GIVEN REQUEST 1 –
In the reply on socialist policy and the war, which two wars does the author compare?
GIVEN REQUEST 2 –
Copy the passage of the reply on socialist policy and the war from "I compared the" to "ours lies elsewhere.".

SELECTED EXTRACT –
_____

Max Shachtman

 

Socialist Policy and the War

A Reply

(September 1951)


From New International, Vol. XVII No. 5, September–October, pp. 296–301.
Transcribed & marked up by Einde O’Callaghan for the Marxists’ Internet Archive.


It would be regrettable, I believe, if the discussion of the war policy that should be pursued by us socialists, as distinguished from those who have abandoned the fight for socialism, were to center around the question of summary formulations. They have their importance and it is of course quite in order to deal with them as Comrade Haskell does in his letter. But our principal concern should remain the basic ideas of the socialist position on the war. They are set forth in the resolution of the last convention of our Independent Socialist League and, in a different way, in my two articles in the New International. If I restate a few of these ideas, it is not so much because of what Comrade Haskell writes in his letter as because it offers the opportunity to comment on a completely unexpected and just as completely unwarranted conclusion that some readers of my articles seem to have drawn. These readers did not draw their conclusion out of my articles because there was nothing in them to justify it; I can only suppose that, over-anxious and over-hopeful, they read their own conclusion into my articles. Let me disabuse them.

I compared the first world war with the coming third world war to establish their similarities and differences. That should help establish the extent to which internationalist-socialist policy toward the third world war should be the same as in the first and the extent to which it should differ. That some people object to this method, is a minor matter. Their indifference toward the traditions of the socialist movement and toward history is their main strength, while ours lies elsewhere.

_____

DATA EXTRACT –
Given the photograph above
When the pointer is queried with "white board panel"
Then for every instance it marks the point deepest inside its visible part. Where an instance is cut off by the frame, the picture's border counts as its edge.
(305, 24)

_____

RESULT 1 –
The first world war and the coming third world war.

RESULT 2 –
I compared the first world war with the coming third world war to establish their similarities and differences. That should help establish the extent to which internationalist-socialist policy toward the third world war should be the same as in the first and the extent to which it should differ. That some people object to this method, is a minor matter. Their indifference toward the traditions of the socialist movement and toward history is their main strength, while ours lies elsewhere.